══ Source passage ══

Local resident working to increase the reading ability of Kingston-Galloway students
Posted November 29, 2024 11:33 am.
Last Updated November 29, 2024 11:36 am.
For some, school is stimulating. But for others, it can be really rote — a learning style that doesn’t suit everyone.
That’s why one group in Scarborough launched an innovative teaching model that aims to help all kids learn how to read.
Kingston-Galloway/Orton Park (KGO) is a Scarborough neighbourhood that sits between Woburn and West Hill.
In 2011, nearly half of all grade three students in KGO didn’t meet Ontario’s standards for reading. In response, local resident Camesha Cox came up with a solution and launched The Reading Partnership that same year.
Thirteen years ago, 49 to 60 per cent of grade three classrooms across KGO did not meet Ontario’s standards for reading, according to Cox. But during the COVID-19 pandemic, those numbers increased even more, with 70 to 80 per cent of kids in KGO failing to meet Ontario’s standards for reading.

═══

__About this exercise__.
Answer from the article on reading in Kingston-Galloway/Orton Park:
(a) Which two areas does the neighborhood sit between?
(b) Who launched The Reading Partnership, and in what year?
(c) During the COVID-19 pandemic, what share of kids in KGO failed to meet Ontario's standards for reading?
The lines after this article are not needed.

══ Dataset content ══

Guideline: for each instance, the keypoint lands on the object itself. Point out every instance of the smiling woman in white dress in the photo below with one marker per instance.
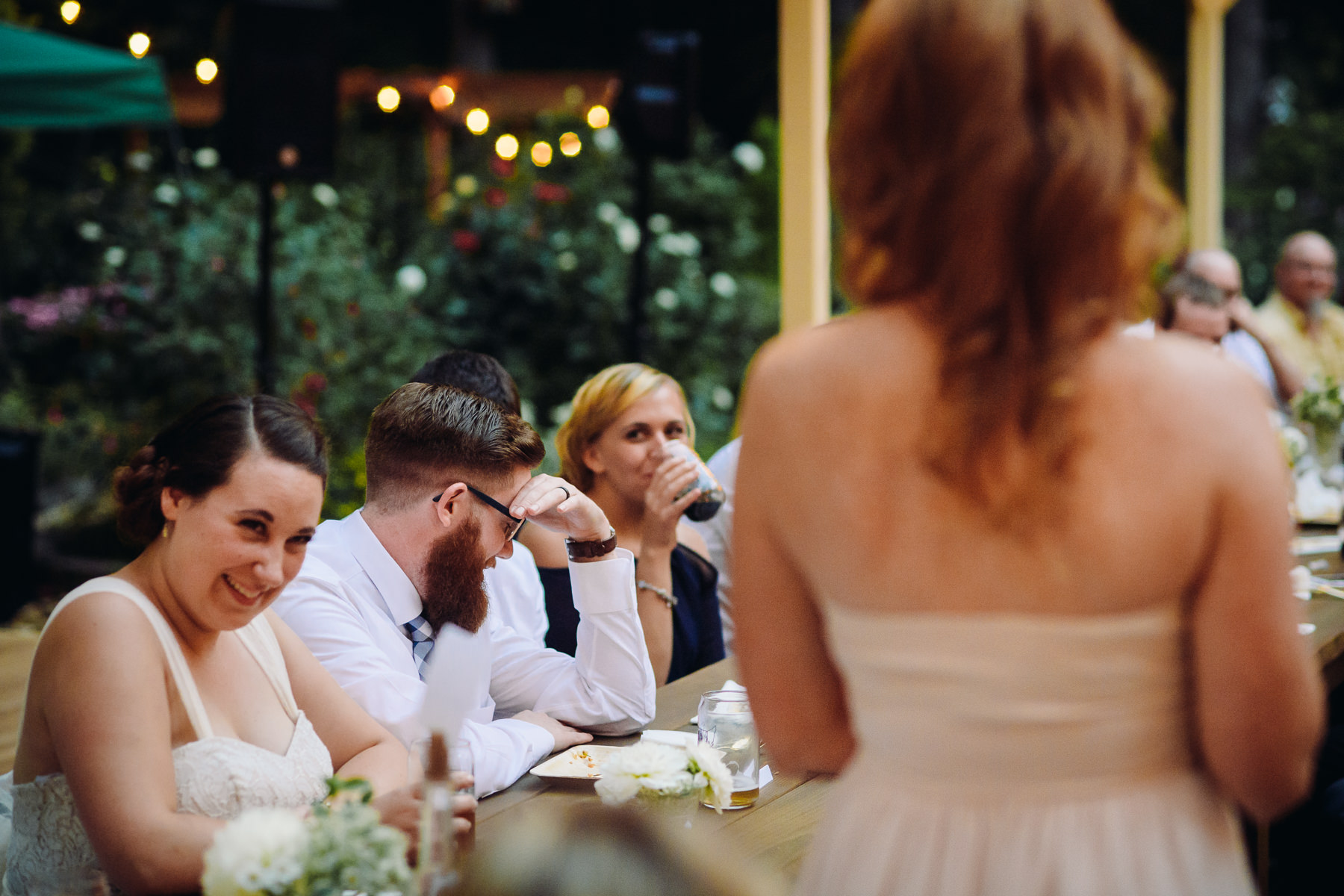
(1021, 581)
(166, 697)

═══

__Your response__.
(a) Woburn and West Hill
(b) Camesha Cox, in 2011
(c) 70 to 80 percent